Directions for this task | Beginning at the line that contains "Where can the truck", transcribe the remaining lines of the listing exactly; include the final line and omit everything before.

Extracted material |
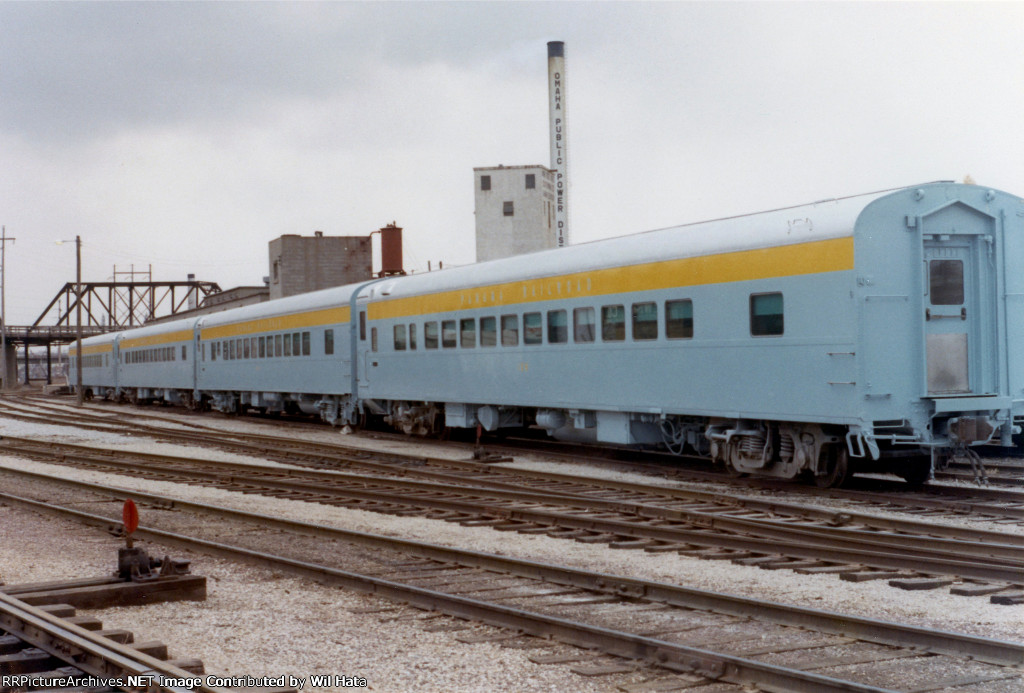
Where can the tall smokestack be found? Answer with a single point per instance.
(559, 139)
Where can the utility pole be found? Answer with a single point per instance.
(3, 300)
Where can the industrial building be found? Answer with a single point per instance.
(515, 211)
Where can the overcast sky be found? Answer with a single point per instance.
(188, 135)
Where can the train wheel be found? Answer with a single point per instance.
(837, 468)
(916, 472)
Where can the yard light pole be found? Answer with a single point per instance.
(79, 395)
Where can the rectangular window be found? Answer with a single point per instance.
(679, 319)
(532, 330)
(946, 282)
(488, 332)
(449, 336)
(430, 335)
(583, 325)
(510, 331)
(467, 334)
(766, 314)
(612, 323)
(558, 327)
(644, 321)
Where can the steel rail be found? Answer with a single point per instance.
(958, 507)
(92, 653)
(939, 642)
(996, 544)
(715, 665)
(890, 552)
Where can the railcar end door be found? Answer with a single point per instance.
(958, 303)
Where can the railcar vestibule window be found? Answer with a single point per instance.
(450, 337)
(679, 319)
(766, 314)
(510, 331)
(583, 325)
(488, 332)
(532, 330)
(467, 333)
(644, 320)
(946, 282)
(612, 323)
(558, 329)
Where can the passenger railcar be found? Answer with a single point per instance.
(871, 332)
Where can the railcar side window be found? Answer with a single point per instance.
(510, 331)
(612, 323)
(583, 325)
(766, 314)
(430, 335)
(946, 282)
(558, 327)
(488, 332)
(644, 321)
(467, 334)
(449, 335)
(679, 319)
(532, 331)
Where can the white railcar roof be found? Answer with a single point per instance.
(817, 221)
(315, 300)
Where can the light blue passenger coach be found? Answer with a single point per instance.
(871, 332)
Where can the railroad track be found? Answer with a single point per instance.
(50, 649)
(770, 534)
(934, 500)
(677, 636)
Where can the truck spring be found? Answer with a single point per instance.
(752, 445)
(785, 446)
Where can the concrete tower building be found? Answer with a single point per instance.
(515, 211)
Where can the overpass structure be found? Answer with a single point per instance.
(107, 306)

Answer below |
Where can the truck spring be found? Answer with a single point per instance.
(752, 445)
(785, 446)
Where can the concrete tower building be found? Answer with a single point per instance.
(515, 211)
Where can the overpass structure be found? Answer with a single point per instance.
(107, 306)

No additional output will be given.